[[ Working data open ]]
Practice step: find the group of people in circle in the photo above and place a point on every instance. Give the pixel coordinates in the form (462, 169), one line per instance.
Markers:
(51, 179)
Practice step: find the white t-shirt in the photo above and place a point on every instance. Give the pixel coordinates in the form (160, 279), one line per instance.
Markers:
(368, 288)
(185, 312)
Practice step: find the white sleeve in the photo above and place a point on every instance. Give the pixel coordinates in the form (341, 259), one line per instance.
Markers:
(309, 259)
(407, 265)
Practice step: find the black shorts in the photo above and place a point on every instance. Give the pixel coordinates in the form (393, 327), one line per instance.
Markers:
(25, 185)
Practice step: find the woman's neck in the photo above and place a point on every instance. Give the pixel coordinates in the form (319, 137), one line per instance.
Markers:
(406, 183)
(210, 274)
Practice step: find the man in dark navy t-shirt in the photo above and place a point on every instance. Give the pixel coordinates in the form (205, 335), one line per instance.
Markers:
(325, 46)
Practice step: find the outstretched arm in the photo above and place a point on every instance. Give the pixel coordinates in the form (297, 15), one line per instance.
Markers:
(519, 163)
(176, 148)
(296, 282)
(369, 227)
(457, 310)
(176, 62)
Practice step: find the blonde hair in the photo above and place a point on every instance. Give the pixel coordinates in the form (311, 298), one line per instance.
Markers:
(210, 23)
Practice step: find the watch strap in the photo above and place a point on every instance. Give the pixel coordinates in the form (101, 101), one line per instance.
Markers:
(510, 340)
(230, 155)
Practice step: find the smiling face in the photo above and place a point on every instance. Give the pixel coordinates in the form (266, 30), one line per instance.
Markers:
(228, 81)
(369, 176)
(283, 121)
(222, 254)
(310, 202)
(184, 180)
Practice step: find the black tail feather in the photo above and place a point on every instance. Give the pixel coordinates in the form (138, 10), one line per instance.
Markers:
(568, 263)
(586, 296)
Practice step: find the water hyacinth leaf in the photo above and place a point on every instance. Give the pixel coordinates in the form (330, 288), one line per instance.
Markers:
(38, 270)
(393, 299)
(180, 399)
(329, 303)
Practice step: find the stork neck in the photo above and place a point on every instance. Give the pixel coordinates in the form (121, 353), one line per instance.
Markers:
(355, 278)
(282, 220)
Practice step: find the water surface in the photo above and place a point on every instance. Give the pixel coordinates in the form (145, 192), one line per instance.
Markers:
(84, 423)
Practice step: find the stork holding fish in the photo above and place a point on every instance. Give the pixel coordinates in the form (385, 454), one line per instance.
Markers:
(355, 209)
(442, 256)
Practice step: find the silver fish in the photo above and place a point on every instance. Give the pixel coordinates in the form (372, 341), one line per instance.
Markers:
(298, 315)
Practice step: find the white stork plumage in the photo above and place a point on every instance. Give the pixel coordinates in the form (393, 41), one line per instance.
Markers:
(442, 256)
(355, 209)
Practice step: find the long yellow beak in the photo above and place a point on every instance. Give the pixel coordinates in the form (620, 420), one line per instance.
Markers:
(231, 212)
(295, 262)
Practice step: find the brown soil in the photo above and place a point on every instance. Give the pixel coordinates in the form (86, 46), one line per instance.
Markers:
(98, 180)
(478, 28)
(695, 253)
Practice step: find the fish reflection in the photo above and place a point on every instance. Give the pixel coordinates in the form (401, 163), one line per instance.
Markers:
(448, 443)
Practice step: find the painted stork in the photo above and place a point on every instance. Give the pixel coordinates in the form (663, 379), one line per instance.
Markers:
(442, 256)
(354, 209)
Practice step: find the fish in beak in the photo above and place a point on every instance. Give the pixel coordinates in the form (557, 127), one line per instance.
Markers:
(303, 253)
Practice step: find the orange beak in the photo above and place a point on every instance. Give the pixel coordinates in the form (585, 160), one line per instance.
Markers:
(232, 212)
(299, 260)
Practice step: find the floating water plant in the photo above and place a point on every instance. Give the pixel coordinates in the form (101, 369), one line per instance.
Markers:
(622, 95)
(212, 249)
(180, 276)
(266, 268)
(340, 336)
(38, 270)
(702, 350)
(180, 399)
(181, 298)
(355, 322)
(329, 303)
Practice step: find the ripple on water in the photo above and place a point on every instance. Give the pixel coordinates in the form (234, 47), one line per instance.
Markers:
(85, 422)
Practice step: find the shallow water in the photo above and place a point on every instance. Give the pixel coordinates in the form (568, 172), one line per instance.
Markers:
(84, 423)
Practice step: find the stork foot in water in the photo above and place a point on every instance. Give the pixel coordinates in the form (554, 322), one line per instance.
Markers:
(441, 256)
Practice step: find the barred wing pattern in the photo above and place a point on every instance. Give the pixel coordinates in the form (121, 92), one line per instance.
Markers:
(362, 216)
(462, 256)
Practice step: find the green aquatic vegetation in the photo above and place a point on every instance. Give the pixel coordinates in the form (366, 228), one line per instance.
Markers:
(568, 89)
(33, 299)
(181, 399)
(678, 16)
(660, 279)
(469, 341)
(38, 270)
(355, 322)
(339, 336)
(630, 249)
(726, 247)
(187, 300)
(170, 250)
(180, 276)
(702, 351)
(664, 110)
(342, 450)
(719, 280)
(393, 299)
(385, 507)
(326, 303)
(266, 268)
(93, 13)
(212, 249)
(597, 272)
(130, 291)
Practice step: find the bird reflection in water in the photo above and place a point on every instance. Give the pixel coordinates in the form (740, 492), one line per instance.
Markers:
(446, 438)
[[ Working data closed ]]
● **Try it**:
How many lines of the data contain the word "shirt"? Answer with the number alone.

● **Final answer**:
2